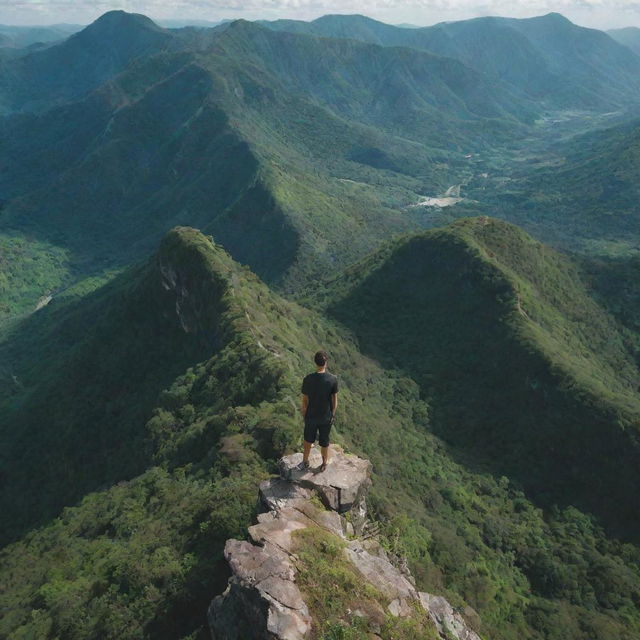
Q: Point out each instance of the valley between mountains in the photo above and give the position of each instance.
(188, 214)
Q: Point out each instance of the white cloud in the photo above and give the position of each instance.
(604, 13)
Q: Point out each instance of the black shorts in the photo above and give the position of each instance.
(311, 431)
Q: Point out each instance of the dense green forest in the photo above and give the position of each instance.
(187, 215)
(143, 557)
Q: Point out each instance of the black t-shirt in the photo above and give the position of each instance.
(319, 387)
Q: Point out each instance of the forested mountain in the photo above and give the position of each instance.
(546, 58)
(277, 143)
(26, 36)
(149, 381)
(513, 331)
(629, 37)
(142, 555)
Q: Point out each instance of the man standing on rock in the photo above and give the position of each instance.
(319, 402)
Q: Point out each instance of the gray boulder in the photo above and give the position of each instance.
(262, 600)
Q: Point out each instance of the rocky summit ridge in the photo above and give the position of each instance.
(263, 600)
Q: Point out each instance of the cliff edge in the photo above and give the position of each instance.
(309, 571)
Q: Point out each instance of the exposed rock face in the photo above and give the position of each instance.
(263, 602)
____________
_Stated exercise_
Substitute "Mark" for "Point out" throughout the listing and reproduce it with everything else unchanged. Leave the pictures out.

_Response to the task_
Q: Mark each instance of the valley between mountains in the photo above and give the position of each instance.
(188, 214)
Q: Mark each instance of the white cloud in the photo above and give the position of each instance.
(604, 13)
Q: Mark each instance of the black shorts in the photo above and give the position of each instance.
(311, 431)
Q: Mark each instance of the dense green forest in the photo above and give the position of each instance.
(187, 215)
(143, 557)
Q: Mark each instance of the black t-shirt in the photo above and give the position of each instance.
(319, 387)
Q: Mark each instance of the forested mountain in the photo above and give the position of each instance.
(546, 58)
(277, 143)
(26, 36)
(149, 381)
(513, 331)
(629, 37)
(142, 555)
Q: Mark each instance of the man standing on rock in the photo above and give the position of each instance.
(319, 402)
Q: Mark each instance of the gray boulder in the photo above and give the position of each instance.
(262, 600)
Q: Mark each instance of the rocky summit ridge in the photo above and give the position of each instance.
(263, 600)
Q: Mark each instance of the cliff edge in the photo above and give the position of each instance.
(309, 571)
Q: Mark each instance of the exposed rock face in the photo above and give the position of each instance.
(263, 602)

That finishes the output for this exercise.